§ OBJECTIVE
Convert the lines below into a JSON list of strings, one string per line, skipping blank lines and leaving out the pictures.

§ PROVIDED DATA
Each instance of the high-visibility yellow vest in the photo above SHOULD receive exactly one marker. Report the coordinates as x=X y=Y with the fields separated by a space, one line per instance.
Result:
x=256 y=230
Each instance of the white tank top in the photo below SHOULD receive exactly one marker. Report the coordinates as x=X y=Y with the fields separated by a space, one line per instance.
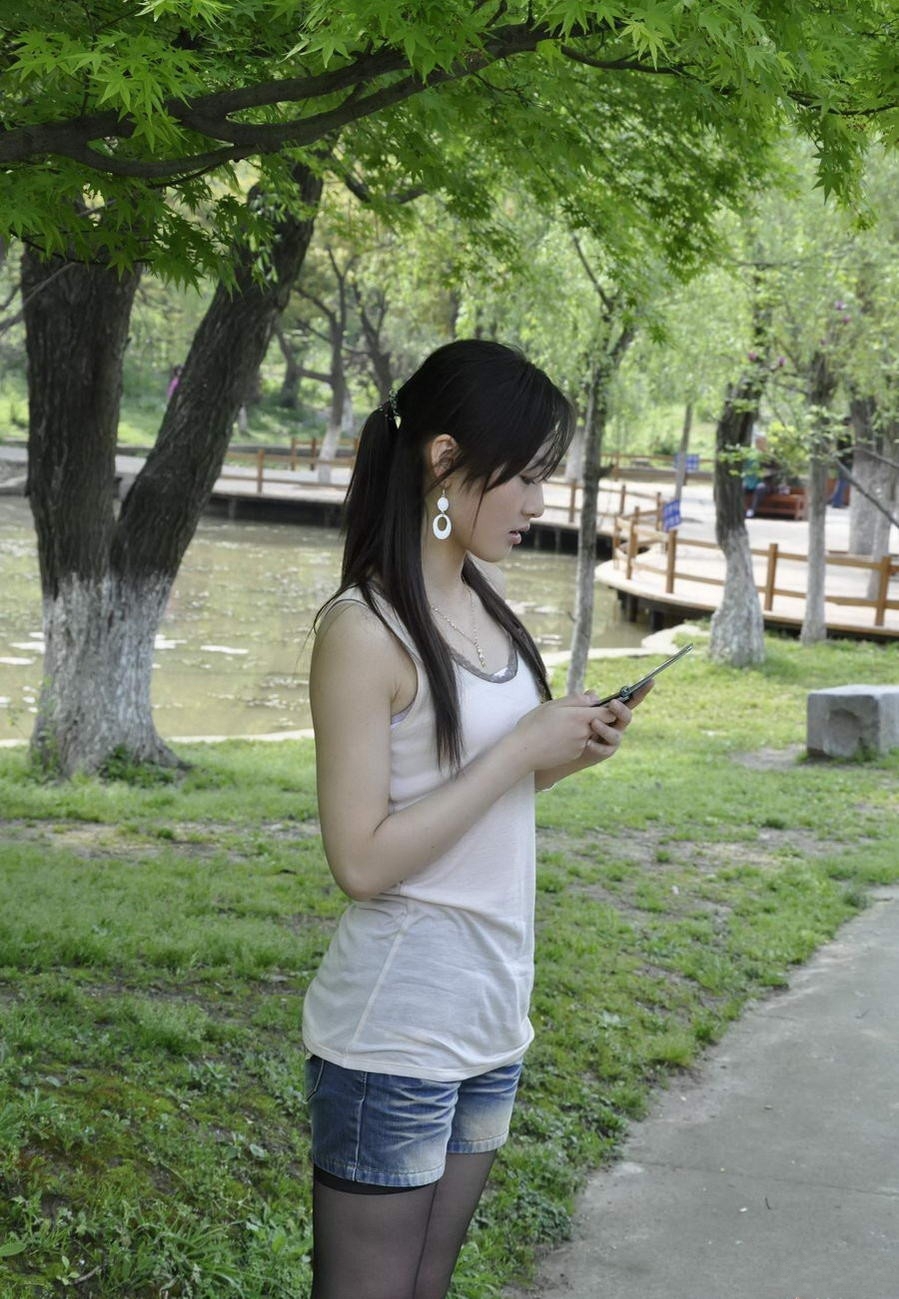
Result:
x=433 y=977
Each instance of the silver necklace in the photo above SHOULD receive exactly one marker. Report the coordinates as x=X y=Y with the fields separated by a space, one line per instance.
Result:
x=470 y=637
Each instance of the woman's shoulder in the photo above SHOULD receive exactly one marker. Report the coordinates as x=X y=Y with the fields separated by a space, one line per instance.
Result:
x=354 y=643
x=352 y=612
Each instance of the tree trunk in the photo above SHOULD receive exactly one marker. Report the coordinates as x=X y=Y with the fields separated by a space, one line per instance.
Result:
x=815 y=621
x=738 y=626
x=95 y=651
x=681 y=476
x=338 y=407
x=821 y=387
x=107 y=581
x=882 y=521
x=289 y=398
x=585 y=580
x=594 y=429
x=867 y=472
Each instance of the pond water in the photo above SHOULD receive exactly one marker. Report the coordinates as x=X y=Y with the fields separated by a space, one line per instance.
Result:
x=233 y=652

§ SOLVED PROBLEM
[
  "Each instance of the high-visibility yellow vest in the photo above SHOULD receive exactly one marker. Report the coordinates as x=X y=Y with the fields separated by a space, one line per instance.",
  "Result:",
  "x=256 y=230",
  "Each instance of the white tank top in the photo below SHOULD receive exactly one marker. Report the coordinates as x=X y=Y with the fields separated by a space, one line per instance.",
  "Result:",
  "x=433 y=977",
  "Each instance of the silver necklace in the photo above SHOULD receive exactly one marker. Report the coordinates as x=X y=Y with the fields separated by a space, one line per instance.",
  "Result:",
  "x=470 y=637",
  "Each instance of the woman's shoulder in the photo above SHOULD receive exactly one marker. Report the coordinates as x=X y=Y with the fields separated by a space, one line per instance.",
  "Result:",
  "x=354 y=643",
  "x=352 y=612",
  "Each instance of the tree trunk in the photo above SHOULD receive exactly one marker. Report the coordinates as x=X y=Y with the fields separated by a space, one line per instance.",
  "Result:",
  "x=815 y=621",
  "x=738 y=626",
  "x=95 y=651",
  "x=681 y=476",
  "x=338 y=407",
  "x=821 y=387",
  "x=107 y=581",
  "x=882 y=521",
  "x=289 y=398",
  "x=585 y=580",
  "x=594 y=429",
  "x=867 y=472",
  "Each instance of the pond water in the photo above SHOULD receive exactly one marker. Report the coordinates as x=X y=Y with the fields separated by a space, one line per instance.",
  "Result:",
  "x=233 y=652"
]